● **Spatial localization data**:
____

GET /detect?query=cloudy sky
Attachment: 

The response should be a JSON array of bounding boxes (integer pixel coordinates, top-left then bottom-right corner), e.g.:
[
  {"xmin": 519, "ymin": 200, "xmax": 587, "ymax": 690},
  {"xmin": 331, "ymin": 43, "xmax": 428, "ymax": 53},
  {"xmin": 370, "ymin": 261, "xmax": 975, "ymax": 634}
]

____

● **What is expected**:
Transcribe every record verbatim.

● **Exercise solution**:
GET /detect?query=cloudy sky
Attachment: 

The response should be a JSON array of bounding boxes (integer pixel coordinates, top-left then bottom-right corner), e.g.:
[
  {"xmin": 519, "ymin": 200, "xmax": 587, "ymax": 690},
  {"xmin": 331, "ymin": 43, "xmax": 428, "ymax": 53},
  {"xmin": 370, "ymin": 261, "xmax": 975, "ymax": 634}
]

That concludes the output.